> **The request**: Repeat each of the rows below word for word, with nothing changed.

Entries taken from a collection
------------------------------------------------
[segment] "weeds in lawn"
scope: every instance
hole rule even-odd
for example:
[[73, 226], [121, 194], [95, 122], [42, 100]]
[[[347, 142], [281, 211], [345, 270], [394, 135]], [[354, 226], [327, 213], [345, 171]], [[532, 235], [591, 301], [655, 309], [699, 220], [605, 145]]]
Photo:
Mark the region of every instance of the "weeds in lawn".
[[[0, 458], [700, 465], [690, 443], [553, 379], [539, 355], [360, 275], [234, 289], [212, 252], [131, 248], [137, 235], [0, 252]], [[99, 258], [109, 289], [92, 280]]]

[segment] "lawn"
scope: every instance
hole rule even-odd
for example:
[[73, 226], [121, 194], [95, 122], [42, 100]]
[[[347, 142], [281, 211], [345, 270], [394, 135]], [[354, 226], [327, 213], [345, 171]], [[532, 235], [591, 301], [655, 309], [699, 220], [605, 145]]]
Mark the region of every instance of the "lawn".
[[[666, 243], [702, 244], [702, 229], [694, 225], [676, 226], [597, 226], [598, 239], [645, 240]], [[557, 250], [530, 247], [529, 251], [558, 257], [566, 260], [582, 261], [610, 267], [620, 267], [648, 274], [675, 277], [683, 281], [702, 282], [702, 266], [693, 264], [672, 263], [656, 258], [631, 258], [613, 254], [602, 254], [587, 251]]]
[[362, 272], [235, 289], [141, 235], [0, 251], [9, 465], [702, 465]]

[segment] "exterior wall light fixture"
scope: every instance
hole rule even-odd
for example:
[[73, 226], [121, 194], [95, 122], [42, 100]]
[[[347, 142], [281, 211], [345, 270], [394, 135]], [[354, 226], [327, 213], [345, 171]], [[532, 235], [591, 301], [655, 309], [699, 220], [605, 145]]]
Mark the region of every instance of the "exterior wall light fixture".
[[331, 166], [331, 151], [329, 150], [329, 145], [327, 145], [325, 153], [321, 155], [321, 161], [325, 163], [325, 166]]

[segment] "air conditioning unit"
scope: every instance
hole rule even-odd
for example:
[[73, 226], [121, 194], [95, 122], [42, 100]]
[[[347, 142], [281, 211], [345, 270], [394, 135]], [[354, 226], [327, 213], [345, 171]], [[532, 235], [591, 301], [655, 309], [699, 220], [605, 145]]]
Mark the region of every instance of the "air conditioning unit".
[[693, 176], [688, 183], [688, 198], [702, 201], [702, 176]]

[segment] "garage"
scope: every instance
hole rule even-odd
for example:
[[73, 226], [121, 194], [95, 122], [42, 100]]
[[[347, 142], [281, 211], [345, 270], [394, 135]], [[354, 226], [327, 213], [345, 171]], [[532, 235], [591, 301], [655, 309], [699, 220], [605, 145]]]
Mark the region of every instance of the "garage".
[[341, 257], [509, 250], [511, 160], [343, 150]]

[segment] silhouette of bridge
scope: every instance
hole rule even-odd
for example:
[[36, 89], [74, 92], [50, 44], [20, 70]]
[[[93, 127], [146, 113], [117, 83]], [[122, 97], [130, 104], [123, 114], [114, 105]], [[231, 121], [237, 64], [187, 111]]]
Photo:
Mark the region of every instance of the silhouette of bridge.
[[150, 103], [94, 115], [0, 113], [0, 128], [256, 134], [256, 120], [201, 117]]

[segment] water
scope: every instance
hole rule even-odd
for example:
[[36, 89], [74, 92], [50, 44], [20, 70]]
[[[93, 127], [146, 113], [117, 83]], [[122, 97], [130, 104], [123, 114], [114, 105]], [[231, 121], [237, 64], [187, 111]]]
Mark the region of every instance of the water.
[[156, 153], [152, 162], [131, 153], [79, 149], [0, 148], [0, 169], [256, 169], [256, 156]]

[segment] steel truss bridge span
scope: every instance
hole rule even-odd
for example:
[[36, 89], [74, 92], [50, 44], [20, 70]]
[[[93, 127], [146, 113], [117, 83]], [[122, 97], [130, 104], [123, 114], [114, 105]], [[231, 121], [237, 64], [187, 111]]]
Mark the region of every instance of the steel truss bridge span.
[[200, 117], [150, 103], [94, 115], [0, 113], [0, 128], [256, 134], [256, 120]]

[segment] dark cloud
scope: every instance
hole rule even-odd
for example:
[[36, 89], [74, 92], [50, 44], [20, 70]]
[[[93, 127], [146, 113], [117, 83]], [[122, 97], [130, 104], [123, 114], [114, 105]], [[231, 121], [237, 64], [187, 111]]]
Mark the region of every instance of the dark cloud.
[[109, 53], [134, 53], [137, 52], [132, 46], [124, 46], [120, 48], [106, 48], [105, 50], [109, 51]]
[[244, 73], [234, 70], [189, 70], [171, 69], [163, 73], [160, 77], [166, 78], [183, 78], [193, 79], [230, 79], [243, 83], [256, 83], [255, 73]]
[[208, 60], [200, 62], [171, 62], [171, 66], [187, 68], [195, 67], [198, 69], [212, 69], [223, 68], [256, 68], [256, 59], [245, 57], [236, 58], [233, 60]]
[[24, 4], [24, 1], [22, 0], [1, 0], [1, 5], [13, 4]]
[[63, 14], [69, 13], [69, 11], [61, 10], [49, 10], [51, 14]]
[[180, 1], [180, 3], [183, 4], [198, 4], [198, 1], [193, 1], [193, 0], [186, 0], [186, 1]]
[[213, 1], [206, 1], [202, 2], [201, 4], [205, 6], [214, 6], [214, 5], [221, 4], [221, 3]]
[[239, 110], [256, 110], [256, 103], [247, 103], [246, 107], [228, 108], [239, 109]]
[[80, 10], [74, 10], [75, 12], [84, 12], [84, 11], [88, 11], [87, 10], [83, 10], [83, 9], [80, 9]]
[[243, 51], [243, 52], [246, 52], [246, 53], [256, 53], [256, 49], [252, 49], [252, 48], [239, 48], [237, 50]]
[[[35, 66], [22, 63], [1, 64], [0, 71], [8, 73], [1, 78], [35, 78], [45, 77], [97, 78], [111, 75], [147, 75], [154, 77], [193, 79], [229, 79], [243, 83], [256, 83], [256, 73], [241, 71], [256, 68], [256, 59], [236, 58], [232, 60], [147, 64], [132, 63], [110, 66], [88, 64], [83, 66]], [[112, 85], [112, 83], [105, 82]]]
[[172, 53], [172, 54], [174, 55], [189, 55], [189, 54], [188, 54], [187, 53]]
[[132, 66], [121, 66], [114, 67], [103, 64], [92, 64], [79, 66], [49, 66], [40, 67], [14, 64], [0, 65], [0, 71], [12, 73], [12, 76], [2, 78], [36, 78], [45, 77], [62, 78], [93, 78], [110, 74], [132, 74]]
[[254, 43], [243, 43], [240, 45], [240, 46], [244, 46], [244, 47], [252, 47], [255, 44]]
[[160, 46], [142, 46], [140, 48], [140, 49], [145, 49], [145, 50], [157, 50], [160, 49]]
------------------------------------------------
> **Output**:
[segment] "weeds in lawn"
scope: every instance
hole rule even-odd
for example:
[[73, 226], [121, 194], [95, 122], [42, 100]]
[[[347, 142], [281, 211], [345, 270], [394, 135]], [[354, 226], [327, 213], [345, 171]], [[532, 235], [591, 301], [655, 309], [699, 220], [605, 145]]]
Photo:
Mark the region of every instance of the "weeds in lawn".
[[[0, 458], [700, 465], [690, 443], [553, 379], [539, 355], [360, 275], [234, 289], [212, 252], [131, 248], [137, 235], [0, 252]], [[99, 258], [109, 289], [92, 280]]]

[segment] "lawn"
scope: every instance
hole rule even-odd
for example:
[[73, 226], [121, 194], [95, 122], [42, 100]]
[[[347, 142], [281, 211], [345, 270], [394, 135]], [[354, 226], [327, 213], [345, 171]], [[532, 235], [591, 301], [655, 309], [699, 220], [605, 145]]]
Mark the region of every instance of the "lawn".
[[[666, 243], [702, 244], [702, 229], [694, 225], [676, 226], [597, 226], [598, 239], [645, 240]], [[557, 250], [530, 247], [529, 251], [558, 257], [566, 260], [582, 261], [610, 267], [620, 267], [648, 274], [675, 277], [683, 281], [702, 282], [702, 266], [693, 264], [672, 263], [656, 258], [631, 258], [613, 254], [602, 254], [587, 251]]]
[[362, 272], [235, 289], [141, 235], [0, 251], [9, 465], [702, 465]]

[segment] "exterior wall light fixture"
scope: every instance
hole rule even-odd
for example:
[[73, 226], [121, 194], [95, 122], [42, 100]]
[[[347, 142], [281, 211], [345, 270], [394, 135]], [[354, 226], [327, 213], [345, 171]], [[532, 235], [591, 301], [655, 309], [699, 220], [605, 145]]]
Mark the region of every instance of the "exterior wall light fixture".
[[331, 166], [331, 151], [329, 150], [329, 145], [327, 145], [325, 153], [321, 155], [321, 161], [325, 163], [325, 166]]

[segment] "air conditioning unit"
scope: every instance
hole rule even-odd
for example:
[[73, 226], [121, 194], [95, 122], [42, 100]]
[[[347, 142], [281, 211], [345, 270], [394, 135]], [[354, 226], [327, 213], [345, 171]], [[532, 235], [591, 301], [655, 309], [699, 220], [605, 145]]]
Mark the region of every instance of the "air conditioning unit".
[[693, 176], [688, 183], [688, 198], [702, 201], [702, 176]]

[segment] "garage"
scope: every instance
hole rule even-odd
for example:
[[73, 226], [121, 194], [95, 122], [42, 100]]
[[[347, 142], [281, 211], [345, 270], [394, 135]], [[354, 226], [327, 213], [345, 171]], [[532, 235], [591, 301], [655, 309], [699, 220], [605, 145]]]
Mark the region of every instance of the "garage".
[[341, 257], [509, 250], [511, 160], [343, 150]]

[segment] silhouette of bridge
scope: every instance
hole rule even-odd
for example:
[[36, 89], [74, 92], [50, 44], [20, 70]]
[[[93, 127], [146, 113], [117, 83]], [[122, 97], [130, 104], [123, 114], [114, 105]], [[231, 121], [237, 64], [187, 111]]]
Photo:
Mark the region of every instance of the silhouette of bridge.
[[150, 103], [94, 115], [0, 113], [0, 128], [256, 134], [256, 120], [201, 117]]

[segment] water
scope: every instance
hole rule even-odd
for example:
[[36, 89], [74, 92], [50, 44], [20, 70]]
[[[93, 127], [146, 113], [117, 83]], [[122, 97], [130, 104], [123, 114], [114, 105]], [[231, 121], [237, 64], [187, 111]]]
Mark the region of every instance of the water.
[[156, 153], [152, 162], [131, 153], [79, 149], [0, 148], [0, 169], [256, 169], [256, 156]]

[segment] steel truss bridge span
scope: every instance
hole rule even-odd
for example:
[[36, 89], [74, 92], [50, 44], [20, 70]]
[[[93, 127], [146, 113], [117, 83]], [[122, 97], [130, 104], [123, 114], [114, 105]], [[231, 121], [237, 64], [187, 111]]]
Mark the region of every instance of the steel truss bridge span.
[[200, 117], [150, 103], [94, 115], [0, 113], [0, 128], [256, 134], [256, 120]]

[segment] dark cloud
scope: every instance
hole rule even-odd
for example:
[[36, 89], [74, 92], [50, 44], [20, 70]]
[[[93, 127], [146, 113], [117, 83]], [[122, 97], [130, 104], [123, 114], [114, 105]], [[231, 121], [237, 64], [187, 111]]]
Mark the region of every instance of the dark cloud.
[[109, 53], [134, 53], [137, 52], [132, 46], [124, 46], [120, 48], [106, 48], [105, 50], [109, 51]]
[[244, 73], [234, 70], [189, 70], [171, 69], [163, 73], [160, 77], [166, 78], [183, 78], [193, 79], [230, 79], [243, 83], [256, 83], [255, 73]]
[[208, 60], [200, 62], [171, 62], [171, 66], [187, 68], [195, 67], [198, 69], [212, 69], [223, 68], [256, 68], [256, 59], [245, 57], [236, 58], [233, 60]]
[[24, 4], [24, 1], [22, 0], [1, 0], [1, 5], [13, 4]]
[[63, 14], [69, 13], [69, 11], [61, 10], [49, 10], [51, 14]]
[[180, 1], [180, 3], [183, 4], [198, 4], [198, 1], [193, 1], [193, 0], [186, 0], [186, 1]]
[[213, 1], [206, 1], [202, 2], [201, 4], [205, 6], [214, 6], [214, 5], [221, 4], [221, 3]]
[[239, 110], [256, 110], [256, 103], [247, 103], [246, 107], [228, 108], [239, 109]]
[[80, 10], [74, 10], [75, 12], [84, 12], [84, 11], [88, 11], [87, 10], [83, 10], [83, 9], [80, 9]]
[[243, 51], [243, 52], [246, 52], [246, 53], [256, 53], [256, 49], [252, 49], [252, 48], [239, 48], [237, 50]]
[[[35, 66], [22, 63], [1, 64], [0, 71], [8, 73], [1, 78], [35, 78], [45, 77], [97, 78], [111, 75], [147, 75], [154, 77], [193, 79], [229, 79], [243, 83], [256, 83], [256, 73], [241, 71], [256, 68], [256, 59], [236, 58], [232, 60], [147, 64], [132, 63], [110, 66], [88, 64], [83, 66]], [[112, 85], [112, 83], [105, 82]]]
[[172, 53], [172, 54], [174, 55], [189, 55], [189, 54], [188, 54], [187, 53]]
[[132, 66], [121, 66], [114, 67], [103, 64], [92, 64], [79, 66], [49, 66], [40, 67], [14, 64], [0, 65], [0, 71], [12, 73], [12, 76], [2, 78], [36, 78], [45, 77], [62, 78], [93, 78], [110, 74], [132, 74]]
[[254, 43], [243, 43], [240, 45], [240, 46], [244, 46], [244, 47], [252, 47], [255, 44]]
[[160, 46], [142, 46], [140, 48], [140, 49], [145, 49], [145, 50], [157, 50], [160, 49]]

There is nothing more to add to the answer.